_What you need to do_.
A: In the forum thread about the MORT decoder, what sample rate does a header bit flag value of 1 indicate?
B: Transcribe the part of the forum thread on the MORT decoder that opens with the words containing "I've just added" and closes with "out the output.".

_Selected text_.
>>>
For those I know about the architecture of the N64, there is indeed the GPU which contains a programmable part for signal processing (like the shaders on our graphic cards today).

From what I could see and hear about the Factor5's ways, I would be inclined to think that it is the multi-channel support of the MusyX engine, allowing the superposition of SFX, soundtracks and voices of the game with a lower memory/computing power.
Just a hypothesis but one that seems to me to be in agreement with those I have observed in the PC code, interviews and remarks on various forums about Factor5's games.

Happy to share! I'm not a good Pascal programmer :P

Little update:

The "bit flag" in header correspond to samplerate (0=>8000 Hz and 1=>16000 Hz).
It's correspond to value obtained during dev interview 👍
I've adapted my debug tool to use it as arguments: first argument is the MORT file manually extracted from speech file and the second is 1 or 0 in function of the flag.

I didn't tried to test it on linux system but I think it can work well...
MORTDecoder.zip

Thanks for the code. I might give it a try and clean it up somewhat and put it in repo afterwards.

Thanks for the code. I might give it a try and clean it up somewhat and put it in repo afterwards.

I've just added main part to handle input and to drive the "big" MORT decoder. The bulk of the clean up should be here.
I'm not certain about the 4096 empty offset before the data in input of the decoder, it doesn't work without it.

So the N64 Sound Tool can rip audio and speech from all MORT games. Rip is a strong word, it's kind of running through disassembled (at low level) code translated to C++ almost directly to spit out the output.

It would be nice if someone cleaned this all up and made an encoder though, instead of the sort of hacky way it's done.
<<<
_Provided data_.
>>>
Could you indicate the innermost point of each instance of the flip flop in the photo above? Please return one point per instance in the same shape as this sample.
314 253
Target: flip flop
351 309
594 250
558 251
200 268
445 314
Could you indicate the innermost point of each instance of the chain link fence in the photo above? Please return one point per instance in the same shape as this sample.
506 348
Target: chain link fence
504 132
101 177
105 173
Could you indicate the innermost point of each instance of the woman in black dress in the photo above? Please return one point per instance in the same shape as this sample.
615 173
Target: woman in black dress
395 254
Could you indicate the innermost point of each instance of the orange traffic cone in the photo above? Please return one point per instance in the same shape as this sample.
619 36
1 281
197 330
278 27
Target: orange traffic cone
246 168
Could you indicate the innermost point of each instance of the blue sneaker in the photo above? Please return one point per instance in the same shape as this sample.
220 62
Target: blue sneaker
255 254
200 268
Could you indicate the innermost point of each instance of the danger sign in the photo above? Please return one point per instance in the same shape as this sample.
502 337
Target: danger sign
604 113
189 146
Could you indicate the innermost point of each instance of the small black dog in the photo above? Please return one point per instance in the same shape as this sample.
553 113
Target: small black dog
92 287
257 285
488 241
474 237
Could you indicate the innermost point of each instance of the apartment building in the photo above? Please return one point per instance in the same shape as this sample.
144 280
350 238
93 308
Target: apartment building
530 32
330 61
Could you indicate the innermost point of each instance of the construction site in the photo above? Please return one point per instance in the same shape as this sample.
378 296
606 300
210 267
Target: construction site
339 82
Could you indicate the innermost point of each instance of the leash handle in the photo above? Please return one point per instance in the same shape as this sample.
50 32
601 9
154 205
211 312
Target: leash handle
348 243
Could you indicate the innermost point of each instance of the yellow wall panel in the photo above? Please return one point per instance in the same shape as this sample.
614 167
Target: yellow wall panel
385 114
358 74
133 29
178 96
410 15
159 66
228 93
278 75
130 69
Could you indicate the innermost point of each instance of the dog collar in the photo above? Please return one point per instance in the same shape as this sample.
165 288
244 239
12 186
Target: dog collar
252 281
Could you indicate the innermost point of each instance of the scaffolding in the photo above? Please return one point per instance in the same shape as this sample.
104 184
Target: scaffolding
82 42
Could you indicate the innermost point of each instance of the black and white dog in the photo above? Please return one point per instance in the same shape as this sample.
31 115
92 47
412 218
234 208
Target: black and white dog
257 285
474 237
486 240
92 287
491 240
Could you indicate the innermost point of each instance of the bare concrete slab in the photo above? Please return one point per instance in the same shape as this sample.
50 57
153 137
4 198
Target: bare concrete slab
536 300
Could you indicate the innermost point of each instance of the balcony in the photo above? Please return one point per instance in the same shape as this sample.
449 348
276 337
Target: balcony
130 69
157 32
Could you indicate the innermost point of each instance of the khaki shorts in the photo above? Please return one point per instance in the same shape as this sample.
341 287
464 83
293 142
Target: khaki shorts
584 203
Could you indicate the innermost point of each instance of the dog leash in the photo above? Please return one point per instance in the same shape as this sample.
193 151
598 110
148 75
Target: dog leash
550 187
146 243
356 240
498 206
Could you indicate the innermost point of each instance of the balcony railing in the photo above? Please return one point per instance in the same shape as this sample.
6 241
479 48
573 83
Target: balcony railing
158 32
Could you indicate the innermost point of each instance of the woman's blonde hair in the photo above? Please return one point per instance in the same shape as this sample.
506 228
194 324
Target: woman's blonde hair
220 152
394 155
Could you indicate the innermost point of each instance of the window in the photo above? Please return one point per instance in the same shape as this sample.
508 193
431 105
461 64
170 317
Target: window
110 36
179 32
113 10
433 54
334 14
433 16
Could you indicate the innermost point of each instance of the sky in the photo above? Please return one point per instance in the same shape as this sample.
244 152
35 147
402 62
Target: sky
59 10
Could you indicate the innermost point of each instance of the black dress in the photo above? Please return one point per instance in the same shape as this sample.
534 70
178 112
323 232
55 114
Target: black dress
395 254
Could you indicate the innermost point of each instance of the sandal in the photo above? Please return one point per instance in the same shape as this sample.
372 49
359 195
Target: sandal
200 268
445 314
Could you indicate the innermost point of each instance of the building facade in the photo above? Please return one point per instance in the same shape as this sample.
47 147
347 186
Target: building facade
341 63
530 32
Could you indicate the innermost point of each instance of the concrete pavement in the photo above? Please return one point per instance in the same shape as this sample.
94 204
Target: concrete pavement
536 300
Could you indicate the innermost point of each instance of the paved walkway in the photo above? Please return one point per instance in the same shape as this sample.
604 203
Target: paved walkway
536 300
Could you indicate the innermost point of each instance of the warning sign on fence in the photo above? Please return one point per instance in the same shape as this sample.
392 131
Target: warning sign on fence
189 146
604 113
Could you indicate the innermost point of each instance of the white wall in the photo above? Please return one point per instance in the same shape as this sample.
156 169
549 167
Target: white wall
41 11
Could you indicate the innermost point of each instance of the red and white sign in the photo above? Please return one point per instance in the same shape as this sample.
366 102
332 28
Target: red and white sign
<<<
_Responses in order_.
A: 16000 Hz

B:
I've just added main part to handle input and to drive the "big" MORT decoder. The bulk of the clean up should be here.
I'm not certain about the 4096 empty offset before the data in input of the decoder, it doesn't work without it.

So the N64 Sound Tool can rip audio and speech from all MORT games. Rip is a strong word, it's kind of running through disassembled (at low level) code translated to C++ almost directly to spit out the output.